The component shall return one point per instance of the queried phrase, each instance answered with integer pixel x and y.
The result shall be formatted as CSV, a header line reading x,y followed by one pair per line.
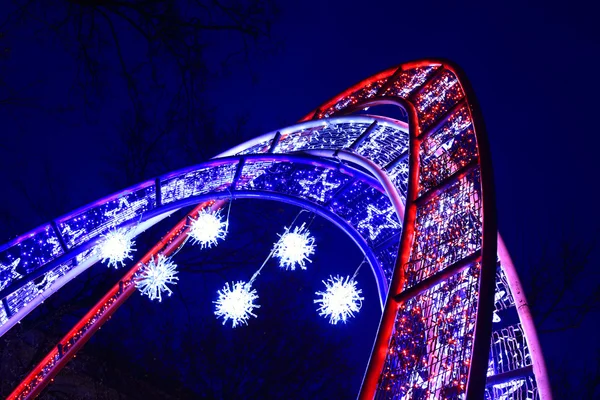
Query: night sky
x,y
533,68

### Objetivo do exercício
Reproduza fielmente todas as linhas dos dados acima, deixando as imagens de fora da resposta.

### Resposta ao problema
The component shall return one point per instance of the queried phrase, each instance answered with integer pixel x and y.
The result shall be formatted as CSV, a header line reading x,y followed by one pair per line.
Query: night sky
x,y
533,68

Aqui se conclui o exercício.